- EXCERPT:
★ ★ ★ ★
Implement a Partitioning Strategy

In this procedure you drop all tables in the ToursDB schema and then recreate them using a new partitioning and replication strategy.

The ToursDB schema in this tutorial is similar to a 'STAR' schema, having only a few fact tables and several dimension tables. Dimension tables are generally small and change infrequently, but are commonly used in join queries. Dimension tables are good candidates for replicating across SQLFire members, because join queries can execute in parallel.

The AIRLINES, CITIES, COUNTRIES, and MAPS tables are treated as dimension tables, and are replicated across the SQLFire cluster. In the tutorial it is assumed that applications frequently join these related tables based on the FLIGHT_ID column, which is chosen as the partitioning column.
★ ★ ★ ★
- GIVEN DATA:
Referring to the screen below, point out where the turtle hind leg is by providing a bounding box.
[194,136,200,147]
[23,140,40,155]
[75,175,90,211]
★ ★ ★ ★
- WRITTEN TASKS:
1 > Based on the partitioning strategy text, decide whether each statement is true: (a) dimension tables change frequently; (b) the MAPS table is replicated across the SQLFire cluster; (c) FLIGHT_ID is chosen as the partitioning column. For each, answer yes or no and quote the words from the text that decide it.
2 > Reproduce the passage of the partitioning strategy text between "Implement a Partitioning" and "execute in parallel.", inclusive.
3 > In one to three sentences, explain why the partitioning strategy text says dimension tables are good candidates for replication across SQLFire members.

- ANSWERS FOR THE TASKS:
1 >
(a) No: "Dimension tables are generally small and change infrequently"
(b) Yes: "The AIRLINES, CITIES, COUNTRIES, and MAPS tables are treated as dimension tables, and are replicated across the SQLFire cluster."
(c) Yes: "the FLIGHT_ID column, which is chosen as the partitioning column"

2 >
Implement a Partitioning Strategy

In this procedure you drop all tables in the ToursDB schema and then recreate them using a new partitioning and replication strategy.

The ToursDB schema in this tutorial is similar to a 'STAR' schema, having only a few fact tables and several dimension tables. Dimension tables are generally small and change infrequently, but are commonly used in join queries. Dimension tables are good candidates for replicating across SQLFire members, because join queries can execute in parallel.

3 > Replicating dimension tables across SQLFire members lets join queries run in parallel. These tables are generally small, change infrequently, and are commonly used in join queries.